Required work
Please write out every line of the rows below as a numbered list, skipping any blank lines and leaving out the pictures.

Entries shown
►
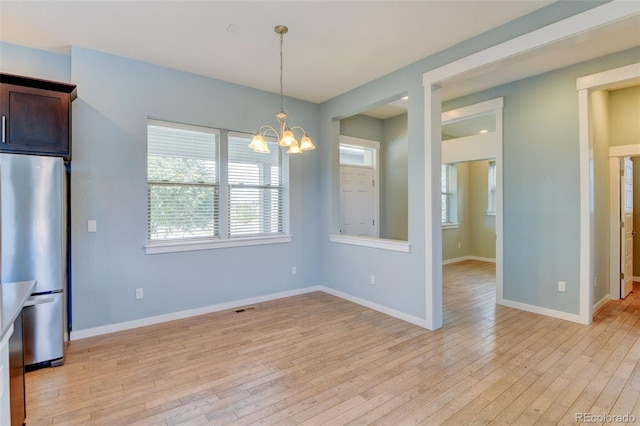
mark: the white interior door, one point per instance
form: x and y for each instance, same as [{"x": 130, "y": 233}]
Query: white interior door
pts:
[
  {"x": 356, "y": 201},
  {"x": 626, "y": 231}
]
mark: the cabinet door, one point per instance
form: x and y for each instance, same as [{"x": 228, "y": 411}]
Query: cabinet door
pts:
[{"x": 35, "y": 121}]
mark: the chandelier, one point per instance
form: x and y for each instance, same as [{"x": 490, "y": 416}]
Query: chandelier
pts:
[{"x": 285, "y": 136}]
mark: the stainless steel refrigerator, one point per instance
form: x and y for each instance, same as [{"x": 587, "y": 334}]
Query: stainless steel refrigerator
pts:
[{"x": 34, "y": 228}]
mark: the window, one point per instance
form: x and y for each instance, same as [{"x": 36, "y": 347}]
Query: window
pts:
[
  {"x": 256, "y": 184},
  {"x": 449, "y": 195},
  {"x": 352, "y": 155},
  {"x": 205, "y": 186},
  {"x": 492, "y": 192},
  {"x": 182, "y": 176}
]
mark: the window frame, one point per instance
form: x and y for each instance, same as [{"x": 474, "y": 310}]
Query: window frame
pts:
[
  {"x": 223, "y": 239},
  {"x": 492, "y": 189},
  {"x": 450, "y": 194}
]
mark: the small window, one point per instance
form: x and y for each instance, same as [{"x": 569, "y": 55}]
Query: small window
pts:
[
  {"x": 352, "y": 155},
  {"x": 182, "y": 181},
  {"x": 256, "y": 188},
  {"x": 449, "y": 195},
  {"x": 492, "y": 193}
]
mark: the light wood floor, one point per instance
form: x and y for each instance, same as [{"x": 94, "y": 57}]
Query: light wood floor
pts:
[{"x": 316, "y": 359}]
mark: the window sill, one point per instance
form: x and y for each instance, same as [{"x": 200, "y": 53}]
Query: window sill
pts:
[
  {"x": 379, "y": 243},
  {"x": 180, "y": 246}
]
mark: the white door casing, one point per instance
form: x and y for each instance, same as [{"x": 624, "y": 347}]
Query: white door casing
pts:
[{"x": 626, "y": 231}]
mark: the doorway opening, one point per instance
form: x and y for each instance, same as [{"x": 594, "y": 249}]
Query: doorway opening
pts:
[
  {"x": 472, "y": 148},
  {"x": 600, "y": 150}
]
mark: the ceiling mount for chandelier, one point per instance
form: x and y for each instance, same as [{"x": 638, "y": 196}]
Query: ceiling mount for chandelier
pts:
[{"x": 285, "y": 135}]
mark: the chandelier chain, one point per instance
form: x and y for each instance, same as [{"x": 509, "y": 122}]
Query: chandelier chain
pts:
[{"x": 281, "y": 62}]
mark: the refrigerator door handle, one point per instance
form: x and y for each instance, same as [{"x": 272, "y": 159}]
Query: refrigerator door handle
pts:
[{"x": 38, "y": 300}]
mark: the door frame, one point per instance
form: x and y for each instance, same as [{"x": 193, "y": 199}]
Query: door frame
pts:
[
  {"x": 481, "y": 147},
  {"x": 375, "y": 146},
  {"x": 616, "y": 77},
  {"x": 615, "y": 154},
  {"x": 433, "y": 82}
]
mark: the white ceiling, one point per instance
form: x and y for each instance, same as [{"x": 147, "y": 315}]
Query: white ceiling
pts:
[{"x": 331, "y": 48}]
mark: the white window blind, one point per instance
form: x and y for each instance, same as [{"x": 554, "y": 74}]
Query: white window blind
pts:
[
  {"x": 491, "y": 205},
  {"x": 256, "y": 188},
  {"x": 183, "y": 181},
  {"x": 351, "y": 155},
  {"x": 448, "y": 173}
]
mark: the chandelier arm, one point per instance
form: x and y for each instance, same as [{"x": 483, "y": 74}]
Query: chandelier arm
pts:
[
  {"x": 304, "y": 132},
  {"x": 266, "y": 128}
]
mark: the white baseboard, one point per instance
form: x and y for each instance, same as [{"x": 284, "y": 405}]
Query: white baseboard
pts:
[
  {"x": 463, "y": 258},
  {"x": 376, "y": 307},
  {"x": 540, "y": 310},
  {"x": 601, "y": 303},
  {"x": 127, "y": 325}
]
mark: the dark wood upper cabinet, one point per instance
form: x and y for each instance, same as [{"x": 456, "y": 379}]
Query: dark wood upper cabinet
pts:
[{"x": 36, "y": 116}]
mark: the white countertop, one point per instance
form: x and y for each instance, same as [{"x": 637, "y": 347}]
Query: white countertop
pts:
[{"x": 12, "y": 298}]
◄
Response to the task
1. mark: the white interior door, one point per instance
2. form: x and y for each instance, same as [{"x": 130, "y": 233}]
3. Query: white interior door
4. pts:
5. [
6.   {"x": 356, "y": 201},
7.   {"x": 626, "y": 231}
8. ]
9. mark: the cabinet door, one point per instance
10. form: x and y for each instance, same as [{"x": 228, "y": 411}]
11. Query: cabinet door
12. pts:
13. [{"x": 35, "y": 121}]
14. mark: the chandelier, one point per instance
15. form: x and y for each instance, same as [{"x": 490, "y": 416}]
16. Query: chandelier
17. pts:
18. [{"x": 285, "y": 136}]
19. mark: the stainless steel refrigerator, one point per instance
20. form: x and y for each instance, same as [{"x": 587, "y": 334}]
21. Query: stainless steel refrigerator
22. pts:
23. [{"x": 34, "y": 228}]
24. mark: the window, one point per instance
25. form: x and y for each instance, same as [{"x": 36, "y": 347}]
26. Query: window
27. pts:
28. [
29.   {"x": 256, "y": 184},
30.   {"x": 449, "y": 195},
31.   {"x": 352, "y": 155},
32.   {"x": 205, "y": 186},
33.   {"x": 492, "y": 192},
34.   {"x": 182, "y": 176}
35. ]
36. mark: the window frame, one point per instance
37. form: x and y for each instance, same as [{"x": 474, "y": 310}]
38. Query: window frame
39. pts:
40. [
41.   {"x": 223, "y": 239},
42.   {"x": 492, "y": 189},
43.   {"x": 450, "y": 194}
44. ]
45. mark: the small window, one point per instance
46. form: x and y for each instance, same as [{"x": 569, "y": 55}]
47. Query: small window
48. pts:
49. [
50.   {"x": 352, "y": 155},
51.   {"x": 182, "y": 181},
52.   {"x": 256, "y": 188},
53.   {"x": 449, "y": 195},
54.   {"x": 492, "y": 193}
55. ]
56. mark: the light wood floor, one point per instance
57. form: x and y for each instance, same as [{"x": 94, "y": 57}]
58. Query: light wood floor
59. pts:
60. [{"x": 316, "y": 359}]
61. mark: the window sill, one point per instance
62. form: x and y for each instance, same as [{"x": 200, "y": 53}]
63. Query: window sill
64. pts:
65. [
66.   {"x": 379, "y": 243},
67.   {"x": 180, "y": 246}
68. ]
69. mark: the white door casing, one point per instance
70. form: x and y for each instance, same as [{"x": 624, "y": 347}]
71. Query: white door casing
72. pts:
73. [{"x": 626, "y": 231}]
74. mark: the doorway opening, one point per instance
75. form: x and y for each instance, same as [{"x": 594, "y": 249}]
76. Query: doorway opening
77. pts:
78. [
79.   {"x": 472, "y": 148},
80.   {"x": 600, "y": 150}
81. ]
82. mark: the ceiling mount for chandelier, one point per instance
83. form: x and y for each instance, same as [{"x": 638, "y": 196}]
84. Query: ceiling mount for chandelier
85. pts:
86. [{"x": 285, "y": 135}]
87. mark: the chandelier chain, one point per instance
88. form: x and y for each instance, same as [{"x": 509, "y": 122}]
89. Query: chandelier chain
90. pts:
91. [{"x": 281, "y": 62}]
92. mark: the refrigerator door handle, one point per instance
93. form: x and y for each instance, same as [{"x": 272, "y": 159}]
94. Query: refrigerator door handle
95. pts:
96. [{"x": 38, "y": 300}]
97. mark: the door frame, one point per instance
98. form: x and y for each instance, same as [{"x": 193, "y": 199}]
99. Query: door frame
100. pts:
101. [
102.   {"x": 481, "y": 147},
103.   {"x": 375, "y": 146},
104.   {"x": 616, "y": 77},
105.   {"x": 615, "y": 154},
106.   {"x": 433, "y": 82}
107. ]
108. mark: the white ceiling, one point per instance
109. form: x and y for each instance, same as [{"x": 147, "y": 315}]
110. Query: white ceiling
111. pts:
112. [{"x": 331, "y": 48}]
113. mark: the white window blind, one point per instance
114. form: x and y for each instance, same as [{"x": 554, "y": 74}]
115. Query: white window blind
116. pts:
117. [
118.   {"x": 491, "y": 205},
119.   {"x": 256, "y": 188},
120.   {"x": 183, "y": 181},
121.   {"x": 351, "y": 155},
122.   {"x": 448, "y": 173}
123. ]
124. mark: the chandelier arm, one point per instance
125. form: x and y for each instance, same as [{"x": 483, "y": 74}]
126. Query: chandelier arm
127. pts:
128. [
129.   {"x": 304, "y": 132},
130.   {"x": 266, "y": 128}
131. ]
132. mark: the white baseboard, one point per instance
133. form: x and y for each instance, same as [{"x": 284, "y": 405}]
134. Query: white baseboard
135. pts:
136. [
137.   {"x": 463, "y": 258},
138.   {"x": 376, "y": 307},
139.   {"x": 540, "y": 310},
140.   {"x": 601, "y": 303},
141.   {"x": 127, "y": 325}
142. ]
143. mark: the dark wood upper cabinet, one point per instance
144. form: x and y for each instance, same as [{"x": 456, "y": 379}]
145. Query: dark wood upper cabinet
146. pts:
147. [{"x": 36, "y": 116}]
148. mark: the white countertop, one point per instance
149. form: x and y for each instance, same as [{"x": 637, "y": 347}]
150. Query: white countertop
151. pts:
152. [{"x": 12, "y": 298}]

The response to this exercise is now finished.